─── Quoted passage

Tuesday, March 23, 2021

Why do some change initiatives fail while others succeed? How can organizations and employees handle change better? In The Hard and Soft Sides of Change Management: Tools for Managing Process and People, Kathryn Zukof offers practices and approaches to help you and your organization roll out, receive, and manage change effectively.

Why did you write this book?

Throughout the course of my career, I’ve seen change initiatives cause unnecessary pain for organizations and their employees. Promising projects that could have led to good outcomes for the organization failed to deliver the necessary results. Instead, employees emerged from change initiatives having lost trust in their organization’s leaders, with some employees maybe even feeling like they’d been betrayed. They questioned whether they could or should continue to work for the organization they used to love and feel committed to. At a minimum, they didn’t want to move full throttle ahead and support future change initiatives.

We hear this all the time—that most change efforts fail. While I have witnessed failures, I’ve also seen many change initiatives succeed. In these success stories, organizations achieved the desired outcome and employees felt excited—even proud—to be part of the efforts. The successful change initiatives were managed in a different way than the counterparts, and some simple practices distinguished the two. Drawing from success stories, I wanted to share what works so others can apply these practices and approaches. I also wanted to share what doesn’t work to help people avoid missteps.

Change at work may be disruptive, but it doesn’t always have to fail or be painful for the people affected by it. With this book, I want to help people get to success through change.

With many different change management models to choose from, is there one that you ascribe to?

──────
─── Records provided

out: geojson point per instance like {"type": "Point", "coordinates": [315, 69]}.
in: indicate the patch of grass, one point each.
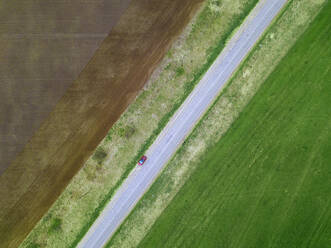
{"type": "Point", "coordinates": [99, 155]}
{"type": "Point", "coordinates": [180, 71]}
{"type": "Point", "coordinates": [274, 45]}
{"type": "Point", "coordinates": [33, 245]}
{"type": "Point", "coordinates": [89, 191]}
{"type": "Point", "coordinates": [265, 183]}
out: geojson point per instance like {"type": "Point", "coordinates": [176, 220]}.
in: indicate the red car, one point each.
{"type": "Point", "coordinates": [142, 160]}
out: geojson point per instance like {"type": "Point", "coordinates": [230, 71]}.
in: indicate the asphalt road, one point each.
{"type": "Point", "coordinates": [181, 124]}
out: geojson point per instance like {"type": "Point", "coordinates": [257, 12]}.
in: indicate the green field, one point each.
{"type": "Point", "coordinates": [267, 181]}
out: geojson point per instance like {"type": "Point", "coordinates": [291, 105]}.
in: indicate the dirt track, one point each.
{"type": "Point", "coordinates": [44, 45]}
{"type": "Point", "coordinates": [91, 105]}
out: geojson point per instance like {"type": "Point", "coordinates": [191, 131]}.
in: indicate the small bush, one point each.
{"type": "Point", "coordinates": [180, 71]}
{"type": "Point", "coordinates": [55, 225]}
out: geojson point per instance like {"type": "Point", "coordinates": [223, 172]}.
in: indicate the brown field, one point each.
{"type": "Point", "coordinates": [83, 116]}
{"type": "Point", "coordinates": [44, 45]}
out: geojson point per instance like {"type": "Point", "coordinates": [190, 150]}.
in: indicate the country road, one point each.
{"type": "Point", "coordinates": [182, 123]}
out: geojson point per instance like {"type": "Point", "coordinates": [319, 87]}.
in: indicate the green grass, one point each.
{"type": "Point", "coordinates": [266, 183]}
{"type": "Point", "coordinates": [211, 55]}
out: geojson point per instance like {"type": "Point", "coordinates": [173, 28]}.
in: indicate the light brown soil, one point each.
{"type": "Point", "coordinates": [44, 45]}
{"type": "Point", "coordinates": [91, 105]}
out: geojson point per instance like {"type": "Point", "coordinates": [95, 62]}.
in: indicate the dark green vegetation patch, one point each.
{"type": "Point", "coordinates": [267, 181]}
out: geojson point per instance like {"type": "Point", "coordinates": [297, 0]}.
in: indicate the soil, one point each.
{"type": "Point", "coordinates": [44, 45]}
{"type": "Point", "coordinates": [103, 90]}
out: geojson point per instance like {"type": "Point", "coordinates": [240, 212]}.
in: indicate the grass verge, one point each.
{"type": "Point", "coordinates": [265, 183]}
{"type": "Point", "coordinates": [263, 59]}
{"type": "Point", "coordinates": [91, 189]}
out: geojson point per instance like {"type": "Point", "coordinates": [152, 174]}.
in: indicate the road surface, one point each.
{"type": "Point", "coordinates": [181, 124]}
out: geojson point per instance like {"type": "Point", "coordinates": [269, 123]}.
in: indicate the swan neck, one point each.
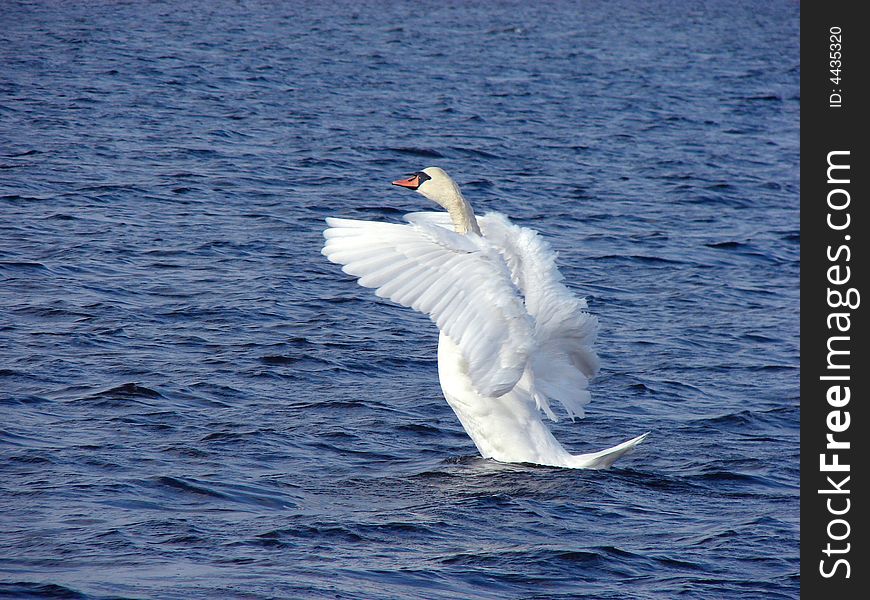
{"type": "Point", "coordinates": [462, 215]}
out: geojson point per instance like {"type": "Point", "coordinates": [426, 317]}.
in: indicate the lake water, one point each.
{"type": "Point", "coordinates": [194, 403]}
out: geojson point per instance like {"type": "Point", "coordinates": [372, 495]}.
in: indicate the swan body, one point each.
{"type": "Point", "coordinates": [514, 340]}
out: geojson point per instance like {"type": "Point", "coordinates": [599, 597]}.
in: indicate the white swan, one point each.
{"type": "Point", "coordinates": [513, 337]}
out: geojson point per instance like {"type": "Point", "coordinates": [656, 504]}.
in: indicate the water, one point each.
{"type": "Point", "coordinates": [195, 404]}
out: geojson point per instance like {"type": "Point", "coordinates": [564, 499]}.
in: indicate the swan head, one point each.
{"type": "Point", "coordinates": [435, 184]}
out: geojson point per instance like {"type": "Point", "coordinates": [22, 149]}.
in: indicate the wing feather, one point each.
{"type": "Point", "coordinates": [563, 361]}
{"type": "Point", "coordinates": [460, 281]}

──────

# [Exercise set]
1/ Restate the change management interview starting with "Tuesday, March 23, 2021" and going on through "manage change effectively.", renaming "change initiatives" as "transformation efforts" everywhere it appears.
2/ List every sentence in the change management interview that ends with a question mark.

# [The answers]
1/
Tuesday, March 23, 2021

Why do some transformation efforts fail while others succeed? How can organizations and employees handle change better? In The Hard and Soft Sides of Change Management: Tools for Managing Process and People, Kathryn Zukof offers practices and approaches to help you and your organization roll out, receive, and manage change effectively.

2/
- Why do some change initiatives fail while others succeed?
- How can organizations and employees handle change better?
- Why did you write this book?
- With many different change management models to choose from, is there one that you ascribe to?